## YOUR TASKS:
(1) In the excerpt on voice transport over packet-switched networks, how much latency does a TDM switch typically add per switch?
(2) Resume the excerpt on voice transport over packet-switched networks, picking up right after its final sentence.

## DOCUMENT EXCERPT:
------------------------------------------------------------------------

Most speech decoders require 'lookahead', and (as will be discussed
below) jitter buffer based systems require storing of packets. These
additional delays may greatly increase the overall one-way delay.
While TDM switches typically add 1/8000 of a second latency per
switch, Queuing delay in IP routers may be orders of magnitude
higher.
This aforementioned latency is not constant from packet to packet,
and successive packets do not even necessarily follow the same route.
For these reasons packets injected into the PSN at a constant rate
exit it at stochastic intervals. As we wish to play out audio at a
constant rate, this packet delay variation (PDV) must be compensated.
There are two ways this may be accomplished. In jitter buffer based
systems Incoming packets are not directly played out, but rather
placed in a 'jitter buffer' and later played out at a constant rate.
The jitter buffer is usually configured to be able to absorb the
maximum expected PDV, and thus introduces a significant amount of
delay. In 'shock absorber' based systems packets are played out as
they arrive, and when a packet is not yet available, a signal
processing algorithm is employed to extrapolate based on previous
packets, until such time as a packet arrives. These systems
introduce only minimal additional latency, but require considerably
more computational power.
IP networks are intrinsically best-effort, and thus there is no
guarantee that a packet injected into the PSN is actually received.
In fact, all PSNs introduce some percentage of packet loss (PL), due
to packets rejected due to detectable errors, packets dropped due to
congested resources, and packets dropped due to policy decisions.
Packet loss due to random errors will be independently distributed,
but other types may cause bursts of lost packets. In addition, when
parallel paths exist, packets may be received out-of-order, and must
be either reordered (may be possible in jitter buffer based systems)
or treated as lost. When a packet has not been received a decision
must be made as to what to play out. One possibility is silence, but
this will lead to reduced perceived audio quality. Depending on the
expected percentage of packet loss, packet loss concealment (PLC)
mechanisms may need to be employed.
Another consequence of the bandwidth sharing of PSNs is the
possibility of congestion events, statistically infrequent peaks of
activity during which there is insufficient bandwidth or processing
power to transport all packets. For non-real-time traffic there are
self-regulating rate control mechanisms, but for real-time traffic it
is not clear that such mechanisms can be useful.

------------------------------------------------------------------------

## MATERIAL PROVIDED:
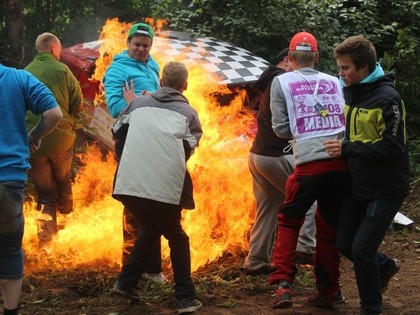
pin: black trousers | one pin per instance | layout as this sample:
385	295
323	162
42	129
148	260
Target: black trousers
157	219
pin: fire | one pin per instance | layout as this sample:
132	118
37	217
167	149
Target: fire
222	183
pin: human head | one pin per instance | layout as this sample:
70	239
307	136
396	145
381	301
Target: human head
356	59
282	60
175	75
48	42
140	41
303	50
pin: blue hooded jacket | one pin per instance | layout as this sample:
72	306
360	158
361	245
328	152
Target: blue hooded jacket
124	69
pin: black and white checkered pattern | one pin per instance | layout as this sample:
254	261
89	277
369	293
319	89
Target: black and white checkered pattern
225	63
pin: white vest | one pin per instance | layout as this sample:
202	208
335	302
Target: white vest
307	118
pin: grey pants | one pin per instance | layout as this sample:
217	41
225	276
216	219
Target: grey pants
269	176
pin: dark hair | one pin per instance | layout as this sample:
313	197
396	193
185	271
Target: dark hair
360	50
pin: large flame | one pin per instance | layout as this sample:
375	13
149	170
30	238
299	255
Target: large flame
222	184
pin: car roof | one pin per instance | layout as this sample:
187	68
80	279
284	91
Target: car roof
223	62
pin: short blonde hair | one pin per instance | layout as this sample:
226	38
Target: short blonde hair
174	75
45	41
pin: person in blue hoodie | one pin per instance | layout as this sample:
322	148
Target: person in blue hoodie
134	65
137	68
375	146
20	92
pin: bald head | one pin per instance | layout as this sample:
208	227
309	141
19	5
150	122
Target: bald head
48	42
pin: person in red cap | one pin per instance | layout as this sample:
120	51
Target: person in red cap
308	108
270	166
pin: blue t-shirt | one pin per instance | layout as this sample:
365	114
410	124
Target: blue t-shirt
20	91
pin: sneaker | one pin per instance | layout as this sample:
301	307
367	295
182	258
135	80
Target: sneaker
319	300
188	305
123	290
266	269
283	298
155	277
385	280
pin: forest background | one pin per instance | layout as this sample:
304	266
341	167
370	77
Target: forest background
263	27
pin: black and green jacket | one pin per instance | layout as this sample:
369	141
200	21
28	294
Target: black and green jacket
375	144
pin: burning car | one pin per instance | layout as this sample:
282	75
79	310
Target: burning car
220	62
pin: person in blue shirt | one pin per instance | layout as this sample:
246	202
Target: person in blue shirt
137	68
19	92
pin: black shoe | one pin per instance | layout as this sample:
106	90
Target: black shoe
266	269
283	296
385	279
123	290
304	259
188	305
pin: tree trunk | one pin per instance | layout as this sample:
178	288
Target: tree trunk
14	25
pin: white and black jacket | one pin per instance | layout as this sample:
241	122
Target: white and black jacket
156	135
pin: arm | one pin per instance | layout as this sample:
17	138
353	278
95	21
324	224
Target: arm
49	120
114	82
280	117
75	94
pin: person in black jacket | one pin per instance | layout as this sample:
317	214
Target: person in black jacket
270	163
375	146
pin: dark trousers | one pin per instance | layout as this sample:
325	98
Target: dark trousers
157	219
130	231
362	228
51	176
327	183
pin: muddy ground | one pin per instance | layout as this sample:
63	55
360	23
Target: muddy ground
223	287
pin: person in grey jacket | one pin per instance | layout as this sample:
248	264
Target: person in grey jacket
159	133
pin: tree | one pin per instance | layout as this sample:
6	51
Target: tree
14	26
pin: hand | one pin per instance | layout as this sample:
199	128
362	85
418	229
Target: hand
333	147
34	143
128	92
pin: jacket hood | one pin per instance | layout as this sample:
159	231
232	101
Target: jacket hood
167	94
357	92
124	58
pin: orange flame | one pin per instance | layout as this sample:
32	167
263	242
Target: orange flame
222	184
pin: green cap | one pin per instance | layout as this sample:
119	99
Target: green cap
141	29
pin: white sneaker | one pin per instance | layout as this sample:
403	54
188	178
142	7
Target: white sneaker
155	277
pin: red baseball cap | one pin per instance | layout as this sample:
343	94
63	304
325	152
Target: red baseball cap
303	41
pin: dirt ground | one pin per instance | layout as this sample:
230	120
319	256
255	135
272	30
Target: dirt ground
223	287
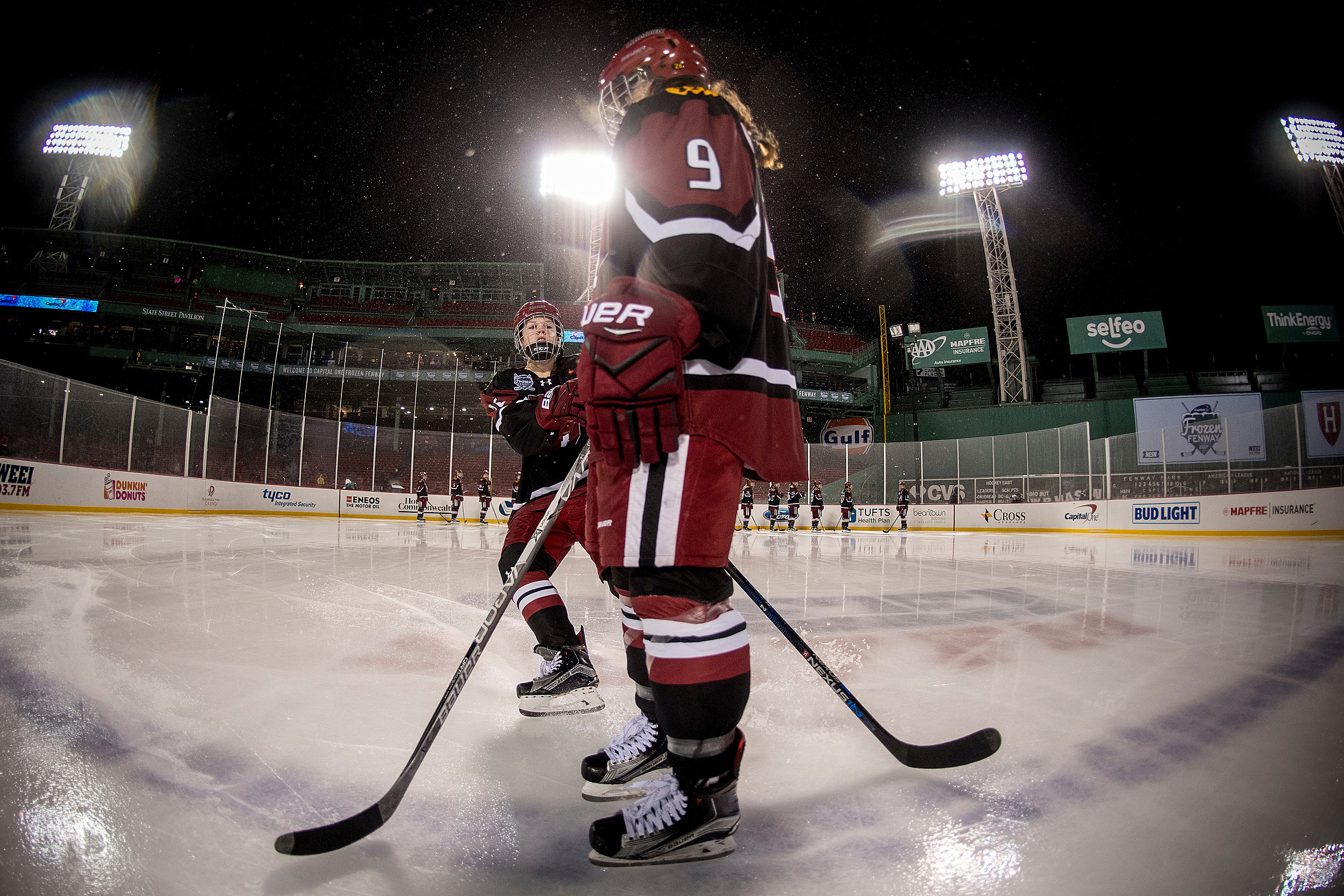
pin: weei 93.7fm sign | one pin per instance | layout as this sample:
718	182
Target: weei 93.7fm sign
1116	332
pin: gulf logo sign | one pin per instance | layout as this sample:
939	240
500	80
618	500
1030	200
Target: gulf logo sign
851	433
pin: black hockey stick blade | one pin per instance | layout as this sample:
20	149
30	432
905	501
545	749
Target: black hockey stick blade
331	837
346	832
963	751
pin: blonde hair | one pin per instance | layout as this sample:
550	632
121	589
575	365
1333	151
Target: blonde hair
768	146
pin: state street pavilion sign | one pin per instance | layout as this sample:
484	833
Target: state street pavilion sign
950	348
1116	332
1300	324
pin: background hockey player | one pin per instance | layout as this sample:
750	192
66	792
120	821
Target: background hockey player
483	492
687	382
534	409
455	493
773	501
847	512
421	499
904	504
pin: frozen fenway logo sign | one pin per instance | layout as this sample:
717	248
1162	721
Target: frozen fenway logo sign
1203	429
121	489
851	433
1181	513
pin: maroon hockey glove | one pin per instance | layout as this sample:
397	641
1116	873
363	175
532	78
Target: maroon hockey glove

------------------------------------------------------------------------

## THE REPLIES:
(1) 1/8000 of a second.

(2)
Stein Expires April 2, 2006 [Page 5]
Internet-Draft great Sept 2005
The PSTN is based on TDM networks that inherently transport timing
information in the physical layer along with the data. PSNs do not
include such a physical layer clock, and when such a clock is
required, an appropriate mechanism must be supplied. This mechanism
may rely on a clock source external to the PSN (e.g. GPS
satellites), or may involve clock recovery over the PSN itself (e.g.
NTP).
By bandwidth conservation algorithms we mean all source codings
employed for reduction of data rate to closer to the Shannon rate.
These range from lossless data compression, through speech encoding,
fax image encoding, to video encoding. Except for lossless
compression, all such mechanisms introduce some quality reduction,
and all (including lossless compression) reduce robustness to errors
and packet loss.
The final source of degradation is emulation mechanisms internal to
gateways that enable access to the PSN. These mechanisms may try to
simulate behavior of a PSTN system, to terminate or relay PSTN-
specific signaling, or to optimize operation of interactive real-time
traffic over the PSN. These mechanisms are typically required to
detect various characteristics of the incoming real-time signals, and
need to do so rapidly, with high probability of detection, and with
low false alarm rate. When such a mechanism fails, the gateway may
enter a state from which it may take time to exit, creating a severe
anomaly in user perceived performance.
3. Bandwidth and Audio Quality Problems
Even assuming a perfect PSN, i.e. one with no packet loss (PL) nor
packet mis-ordering and only minimal packet delay variation (PDV),
the perceived voice quality of VoIP calls is highly dependent on
bandwidth reduction mechanisms. First, in order to minimize
bandwidth consumption speech encoding algorithms are employed that
reduce the MOS to somewhere between 3.5 and 3.8. Second, voice
activity detection (VAD) is typically employed to mute (or replace
with locally generated 'comfort noise') one direction of the
conversation; this VAD is never perfect and may clip the start of
voice spurts. Due to the speech compressions not passing various
tones (e.g. DTMF), are passed using special relay functions; false
alarms in such detection produce annoying beeps known as 'talk-offs'.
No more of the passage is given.